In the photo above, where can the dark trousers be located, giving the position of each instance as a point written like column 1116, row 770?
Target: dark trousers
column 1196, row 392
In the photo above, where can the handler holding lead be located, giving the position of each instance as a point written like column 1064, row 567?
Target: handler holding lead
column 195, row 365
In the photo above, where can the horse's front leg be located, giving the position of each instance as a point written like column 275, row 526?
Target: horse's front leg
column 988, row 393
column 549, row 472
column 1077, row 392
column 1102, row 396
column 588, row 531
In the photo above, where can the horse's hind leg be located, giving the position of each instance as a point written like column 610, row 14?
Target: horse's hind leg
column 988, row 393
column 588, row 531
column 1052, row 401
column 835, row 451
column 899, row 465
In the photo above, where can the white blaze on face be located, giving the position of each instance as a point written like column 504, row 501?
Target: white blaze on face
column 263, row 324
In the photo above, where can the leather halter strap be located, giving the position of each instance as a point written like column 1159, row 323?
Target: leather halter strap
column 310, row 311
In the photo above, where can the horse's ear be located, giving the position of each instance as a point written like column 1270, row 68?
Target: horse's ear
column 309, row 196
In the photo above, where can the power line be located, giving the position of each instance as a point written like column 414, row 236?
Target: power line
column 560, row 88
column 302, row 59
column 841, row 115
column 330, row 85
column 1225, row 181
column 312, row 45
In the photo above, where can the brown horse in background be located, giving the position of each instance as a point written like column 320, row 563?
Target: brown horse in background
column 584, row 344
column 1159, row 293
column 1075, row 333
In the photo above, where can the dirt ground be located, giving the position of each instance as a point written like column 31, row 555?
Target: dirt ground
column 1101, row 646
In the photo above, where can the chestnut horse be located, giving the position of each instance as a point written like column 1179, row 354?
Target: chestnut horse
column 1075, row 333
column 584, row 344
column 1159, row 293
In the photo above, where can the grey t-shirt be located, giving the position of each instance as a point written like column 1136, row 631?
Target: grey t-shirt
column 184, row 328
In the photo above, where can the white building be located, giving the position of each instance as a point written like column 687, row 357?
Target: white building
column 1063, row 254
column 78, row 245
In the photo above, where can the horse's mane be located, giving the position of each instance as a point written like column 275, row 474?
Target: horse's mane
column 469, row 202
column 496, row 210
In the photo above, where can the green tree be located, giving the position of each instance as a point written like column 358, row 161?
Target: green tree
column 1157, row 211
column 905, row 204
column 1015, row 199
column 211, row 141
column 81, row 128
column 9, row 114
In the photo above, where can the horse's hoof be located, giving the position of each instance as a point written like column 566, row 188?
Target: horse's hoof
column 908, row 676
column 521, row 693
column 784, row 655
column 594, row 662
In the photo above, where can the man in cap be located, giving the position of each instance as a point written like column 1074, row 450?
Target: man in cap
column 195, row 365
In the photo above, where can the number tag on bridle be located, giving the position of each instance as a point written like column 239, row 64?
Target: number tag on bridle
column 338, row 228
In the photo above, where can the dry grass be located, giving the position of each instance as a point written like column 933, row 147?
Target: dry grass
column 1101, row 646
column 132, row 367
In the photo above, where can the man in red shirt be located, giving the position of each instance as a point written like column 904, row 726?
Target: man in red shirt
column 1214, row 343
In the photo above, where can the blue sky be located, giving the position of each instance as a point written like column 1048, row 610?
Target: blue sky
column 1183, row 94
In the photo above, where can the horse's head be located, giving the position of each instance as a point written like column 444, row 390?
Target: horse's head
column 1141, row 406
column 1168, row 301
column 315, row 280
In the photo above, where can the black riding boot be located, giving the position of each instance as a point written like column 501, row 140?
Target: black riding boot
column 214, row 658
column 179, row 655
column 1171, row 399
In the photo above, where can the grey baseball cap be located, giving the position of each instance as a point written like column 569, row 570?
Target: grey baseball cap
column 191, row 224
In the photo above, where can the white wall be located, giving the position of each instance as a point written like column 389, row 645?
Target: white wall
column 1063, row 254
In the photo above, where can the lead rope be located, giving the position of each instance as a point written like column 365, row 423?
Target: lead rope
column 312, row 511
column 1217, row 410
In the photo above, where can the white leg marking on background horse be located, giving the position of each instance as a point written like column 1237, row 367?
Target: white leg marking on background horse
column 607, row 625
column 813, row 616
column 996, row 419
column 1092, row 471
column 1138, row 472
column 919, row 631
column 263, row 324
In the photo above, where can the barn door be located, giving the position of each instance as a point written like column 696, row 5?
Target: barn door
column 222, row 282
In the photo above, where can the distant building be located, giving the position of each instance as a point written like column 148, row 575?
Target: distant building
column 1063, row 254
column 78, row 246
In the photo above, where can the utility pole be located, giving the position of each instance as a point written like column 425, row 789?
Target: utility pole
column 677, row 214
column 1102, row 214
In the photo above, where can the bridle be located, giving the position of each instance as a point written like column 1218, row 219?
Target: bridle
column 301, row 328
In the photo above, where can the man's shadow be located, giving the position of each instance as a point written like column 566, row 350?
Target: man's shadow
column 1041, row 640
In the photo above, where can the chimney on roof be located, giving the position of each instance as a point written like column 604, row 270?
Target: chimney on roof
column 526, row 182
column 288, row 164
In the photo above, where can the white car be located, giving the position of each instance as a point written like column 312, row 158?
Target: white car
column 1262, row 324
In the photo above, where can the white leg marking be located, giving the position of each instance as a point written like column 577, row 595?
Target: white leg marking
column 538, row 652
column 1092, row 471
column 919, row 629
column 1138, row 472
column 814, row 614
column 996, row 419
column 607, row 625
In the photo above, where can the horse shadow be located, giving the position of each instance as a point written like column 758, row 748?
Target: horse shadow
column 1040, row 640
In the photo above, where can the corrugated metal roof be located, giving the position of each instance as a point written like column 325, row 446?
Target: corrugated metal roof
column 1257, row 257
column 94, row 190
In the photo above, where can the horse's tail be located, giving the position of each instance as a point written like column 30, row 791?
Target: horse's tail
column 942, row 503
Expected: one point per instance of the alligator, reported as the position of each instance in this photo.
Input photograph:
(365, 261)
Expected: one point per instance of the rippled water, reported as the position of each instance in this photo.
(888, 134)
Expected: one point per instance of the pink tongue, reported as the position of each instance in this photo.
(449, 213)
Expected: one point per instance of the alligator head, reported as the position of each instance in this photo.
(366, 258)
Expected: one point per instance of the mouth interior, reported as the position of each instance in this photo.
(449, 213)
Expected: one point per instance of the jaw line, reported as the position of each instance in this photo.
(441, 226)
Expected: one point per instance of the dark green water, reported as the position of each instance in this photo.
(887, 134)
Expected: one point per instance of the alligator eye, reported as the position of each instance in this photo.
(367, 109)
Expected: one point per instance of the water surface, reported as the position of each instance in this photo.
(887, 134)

----------------

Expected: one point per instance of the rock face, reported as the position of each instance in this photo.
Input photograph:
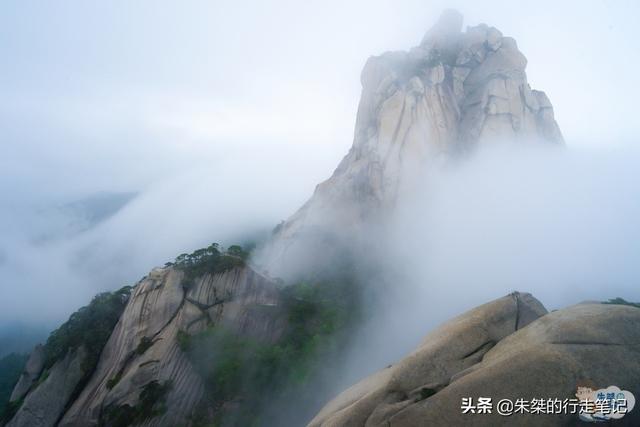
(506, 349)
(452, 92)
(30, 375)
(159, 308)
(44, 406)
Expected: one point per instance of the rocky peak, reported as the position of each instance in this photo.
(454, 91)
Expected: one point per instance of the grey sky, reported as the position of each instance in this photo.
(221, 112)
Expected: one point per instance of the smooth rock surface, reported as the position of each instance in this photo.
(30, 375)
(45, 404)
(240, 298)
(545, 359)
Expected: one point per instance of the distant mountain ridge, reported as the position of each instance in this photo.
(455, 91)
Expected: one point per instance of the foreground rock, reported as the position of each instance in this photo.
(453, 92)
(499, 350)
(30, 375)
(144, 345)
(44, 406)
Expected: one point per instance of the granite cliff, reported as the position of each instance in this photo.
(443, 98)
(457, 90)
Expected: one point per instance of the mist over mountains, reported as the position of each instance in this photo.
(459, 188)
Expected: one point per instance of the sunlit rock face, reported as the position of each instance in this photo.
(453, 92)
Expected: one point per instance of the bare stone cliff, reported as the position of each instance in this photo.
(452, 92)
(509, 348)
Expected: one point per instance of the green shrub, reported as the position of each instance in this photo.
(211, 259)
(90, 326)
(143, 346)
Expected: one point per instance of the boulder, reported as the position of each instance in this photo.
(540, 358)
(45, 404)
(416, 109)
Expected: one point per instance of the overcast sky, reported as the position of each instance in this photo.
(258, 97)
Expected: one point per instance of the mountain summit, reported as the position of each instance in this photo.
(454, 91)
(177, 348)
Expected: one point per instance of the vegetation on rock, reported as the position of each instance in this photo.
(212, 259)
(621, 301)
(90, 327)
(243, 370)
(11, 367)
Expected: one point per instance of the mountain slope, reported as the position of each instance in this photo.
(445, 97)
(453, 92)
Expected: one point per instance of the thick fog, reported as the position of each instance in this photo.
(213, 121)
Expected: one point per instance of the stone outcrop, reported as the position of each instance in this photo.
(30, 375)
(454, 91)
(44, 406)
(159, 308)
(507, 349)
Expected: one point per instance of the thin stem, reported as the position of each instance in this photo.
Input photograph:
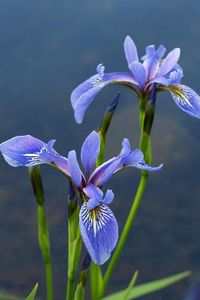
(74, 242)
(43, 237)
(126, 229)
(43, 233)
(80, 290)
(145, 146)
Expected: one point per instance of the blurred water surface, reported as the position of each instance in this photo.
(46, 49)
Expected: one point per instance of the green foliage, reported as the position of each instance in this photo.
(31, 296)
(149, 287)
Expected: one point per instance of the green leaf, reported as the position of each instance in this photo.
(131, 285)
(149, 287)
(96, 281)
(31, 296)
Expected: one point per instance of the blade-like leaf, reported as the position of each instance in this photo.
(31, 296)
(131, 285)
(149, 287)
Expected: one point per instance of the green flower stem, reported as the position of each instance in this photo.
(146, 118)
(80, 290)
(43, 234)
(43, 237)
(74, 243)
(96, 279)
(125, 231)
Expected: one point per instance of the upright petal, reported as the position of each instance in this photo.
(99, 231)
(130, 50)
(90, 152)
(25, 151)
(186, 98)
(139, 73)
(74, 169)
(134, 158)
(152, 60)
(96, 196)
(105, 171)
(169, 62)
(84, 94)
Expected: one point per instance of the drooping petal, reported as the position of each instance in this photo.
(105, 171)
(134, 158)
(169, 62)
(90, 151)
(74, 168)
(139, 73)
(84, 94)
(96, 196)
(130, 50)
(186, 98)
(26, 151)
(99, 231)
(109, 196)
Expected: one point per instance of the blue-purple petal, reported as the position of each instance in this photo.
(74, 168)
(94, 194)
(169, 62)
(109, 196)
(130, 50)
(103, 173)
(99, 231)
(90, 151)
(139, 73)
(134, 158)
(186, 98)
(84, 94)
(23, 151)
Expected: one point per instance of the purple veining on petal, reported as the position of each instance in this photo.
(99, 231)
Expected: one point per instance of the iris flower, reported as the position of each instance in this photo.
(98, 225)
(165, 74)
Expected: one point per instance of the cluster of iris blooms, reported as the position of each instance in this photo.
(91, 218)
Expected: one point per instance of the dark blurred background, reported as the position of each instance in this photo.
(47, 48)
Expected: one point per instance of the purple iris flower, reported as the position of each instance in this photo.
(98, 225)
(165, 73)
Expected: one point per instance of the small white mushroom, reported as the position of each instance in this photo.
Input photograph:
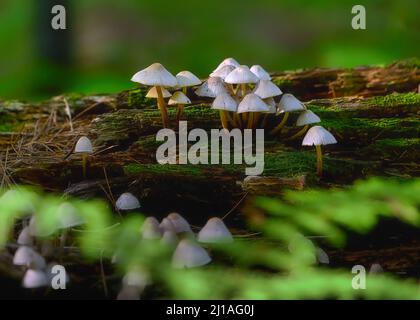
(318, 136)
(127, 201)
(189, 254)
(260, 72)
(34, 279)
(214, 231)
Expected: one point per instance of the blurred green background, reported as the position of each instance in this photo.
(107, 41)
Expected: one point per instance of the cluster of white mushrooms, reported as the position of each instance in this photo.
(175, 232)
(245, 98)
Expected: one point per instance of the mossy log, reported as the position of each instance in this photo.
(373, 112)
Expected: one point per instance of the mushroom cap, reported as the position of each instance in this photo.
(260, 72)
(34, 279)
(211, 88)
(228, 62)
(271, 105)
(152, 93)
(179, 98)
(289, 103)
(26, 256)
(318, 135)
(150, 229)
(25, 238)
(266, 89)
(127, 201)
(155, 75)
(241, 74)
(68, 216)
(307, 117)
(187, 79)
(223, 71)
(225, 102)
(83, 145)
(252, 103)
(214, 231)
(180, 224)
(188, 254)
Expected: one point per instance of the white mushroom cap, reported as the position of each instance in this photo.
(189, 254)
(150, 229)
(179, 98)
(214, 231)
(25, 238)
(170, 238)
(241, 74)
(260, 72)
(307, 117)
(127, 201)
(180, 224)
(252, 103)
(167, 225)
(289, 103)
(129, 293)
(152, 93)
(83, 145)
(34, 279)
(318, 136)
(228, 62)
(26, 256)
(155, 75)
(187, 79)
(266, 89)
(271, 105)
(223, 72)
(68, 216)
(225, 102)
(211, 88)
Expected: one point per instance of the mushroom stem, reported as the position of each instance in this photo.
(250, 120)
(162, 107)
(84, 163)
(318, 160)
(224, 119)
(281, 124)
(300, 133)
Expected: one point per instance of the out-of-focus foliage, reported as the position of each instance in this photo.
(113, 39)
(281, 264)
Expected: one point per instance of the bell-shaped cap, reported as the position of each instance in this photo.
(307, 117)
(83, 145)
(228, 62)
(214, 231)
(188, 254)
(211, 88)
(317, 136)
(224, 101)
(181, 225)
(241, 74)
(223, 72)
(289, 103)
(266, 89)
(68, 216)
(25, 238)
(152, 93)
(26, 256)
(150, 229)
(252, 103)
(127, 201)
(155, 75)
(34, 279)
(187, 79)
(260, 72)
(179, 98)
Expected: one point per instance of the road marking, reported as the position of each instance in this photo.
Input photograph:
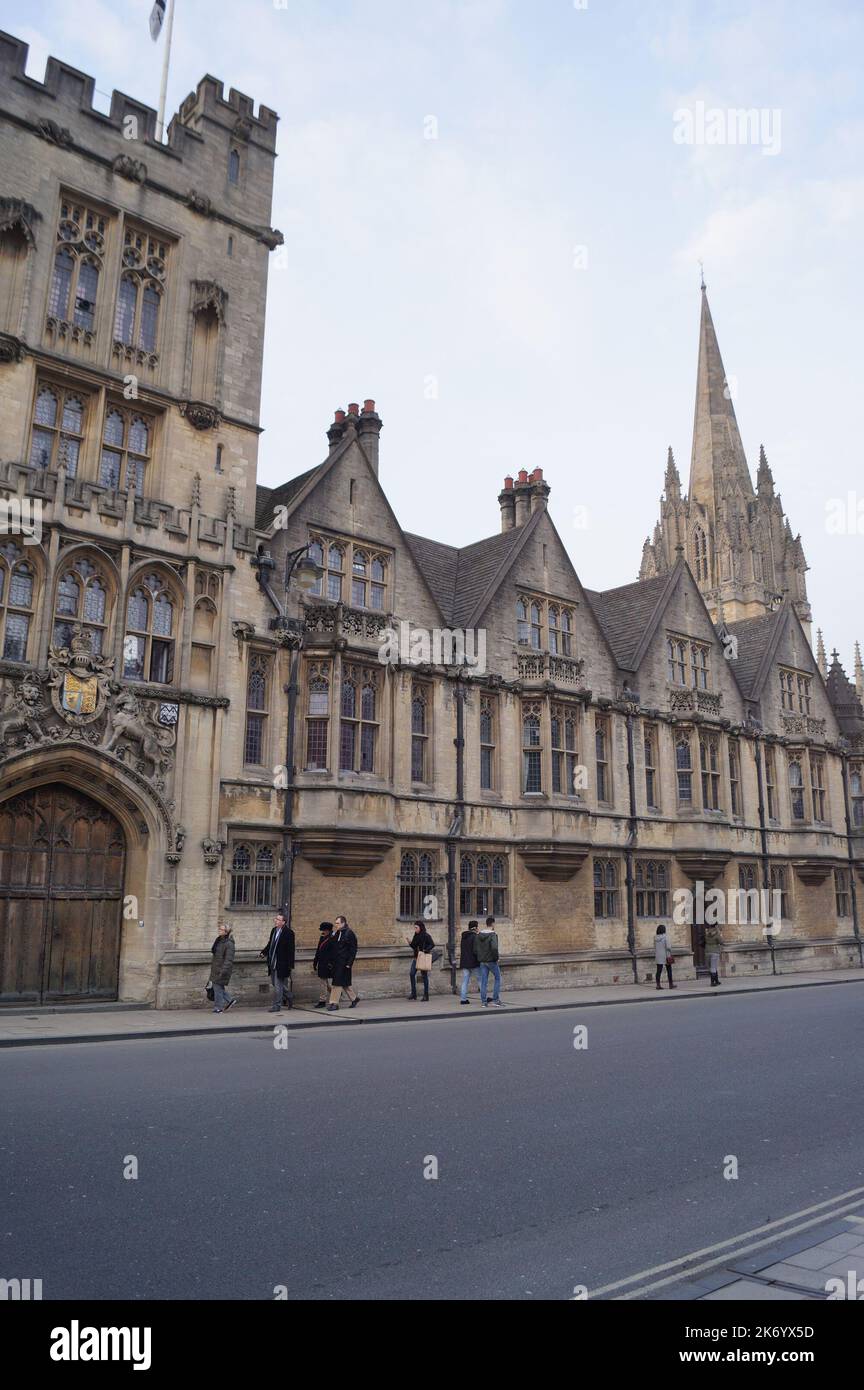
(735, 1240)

----------------

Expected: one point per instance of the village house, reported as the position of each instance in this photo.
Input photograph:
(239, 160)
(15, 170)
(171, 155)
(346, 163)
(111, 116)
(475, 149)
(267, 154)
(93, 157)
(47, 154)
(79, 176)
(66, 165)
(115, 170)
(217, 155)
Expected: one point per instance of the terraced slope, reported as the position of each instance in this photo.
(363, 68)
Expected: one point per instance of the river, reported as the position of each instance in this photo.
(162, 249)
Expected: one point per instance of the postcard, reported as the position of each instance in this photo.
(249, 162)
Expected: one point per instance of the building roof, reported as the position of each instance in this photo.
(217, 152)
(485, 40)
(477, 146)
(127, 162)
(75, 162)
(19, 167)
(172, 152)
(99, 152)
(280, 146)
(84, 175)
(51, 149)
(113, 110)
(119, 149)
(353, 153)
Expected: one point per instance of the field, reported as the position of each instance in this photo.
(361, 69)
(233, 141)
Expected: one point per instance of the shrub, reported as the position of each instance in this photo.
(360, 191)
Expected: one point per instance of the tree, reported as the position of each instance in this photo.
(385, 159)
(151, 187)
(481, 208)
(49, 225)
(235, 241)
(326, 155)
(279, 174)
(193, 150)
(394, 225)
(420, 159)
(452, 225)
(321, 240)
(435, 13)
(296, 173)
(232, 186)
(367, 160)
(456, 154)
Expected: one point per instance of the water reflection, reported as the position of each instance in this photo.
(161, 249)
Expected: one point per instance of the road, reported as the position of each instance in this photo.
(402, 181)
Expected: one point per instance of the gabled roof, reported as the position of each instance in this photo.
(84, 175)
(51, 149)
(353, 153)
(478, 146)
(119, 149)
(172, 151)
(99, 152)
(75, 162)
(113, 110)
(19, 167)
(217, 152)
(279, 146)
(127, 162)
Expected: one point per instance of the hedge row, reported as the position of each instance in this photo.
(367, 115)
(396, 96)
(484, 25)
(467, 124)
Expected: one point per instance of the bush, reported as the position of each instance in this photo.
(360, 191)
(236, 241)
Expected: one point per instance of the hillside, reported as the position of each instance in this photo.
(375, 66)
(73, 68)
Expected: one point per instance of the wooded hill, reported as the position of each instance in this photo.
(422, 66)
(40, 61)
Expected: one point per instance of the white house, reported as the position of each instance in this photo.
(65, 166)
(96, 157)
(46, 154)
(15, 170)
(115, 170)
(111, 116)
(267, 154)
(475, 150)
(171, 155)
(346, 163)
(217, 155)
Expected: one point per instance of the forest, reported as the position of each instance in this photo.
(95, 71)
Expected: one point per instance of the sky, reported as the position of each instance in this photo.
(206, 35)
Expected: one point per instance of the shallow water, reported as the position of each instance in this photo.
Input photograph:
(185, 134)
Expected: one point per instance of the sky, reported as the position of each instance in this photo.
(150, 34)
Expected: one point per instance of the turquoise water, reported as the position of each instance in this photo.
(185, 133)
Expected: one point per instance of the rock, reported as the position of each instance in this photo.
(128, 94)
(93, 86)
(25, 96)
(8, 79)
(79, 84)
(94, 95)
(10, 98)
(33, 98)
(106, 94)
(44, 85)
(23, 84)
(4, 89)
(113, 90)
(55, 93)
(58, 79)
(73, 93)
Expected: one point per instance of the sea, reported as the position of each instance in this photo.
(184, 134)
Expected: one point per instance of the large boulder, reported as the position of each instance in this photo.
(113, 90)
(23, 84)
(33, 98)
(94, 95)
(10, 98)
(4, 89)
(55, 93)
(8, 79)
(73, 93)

----------------

- The exercise: Pull out every line of the material above that contains the string "roof", treating uppercase and lowercase letters as different.

- The completed task:
In the photo above, where can the chimney on roof be located, giving the position of each instance as a point written like column 604, row 270?
Target: chimney on roof
In the photo above, where can the corrugated metal roof be located, giving the position of each instance as a point written like column 325, row 446?
Target: corrugated metal roof
Expected: one point per instance of the building roof, reported as the position of each instance in this photo.
Expected: one point per instance of the gabled roof, reported as the position of each instance in this photo.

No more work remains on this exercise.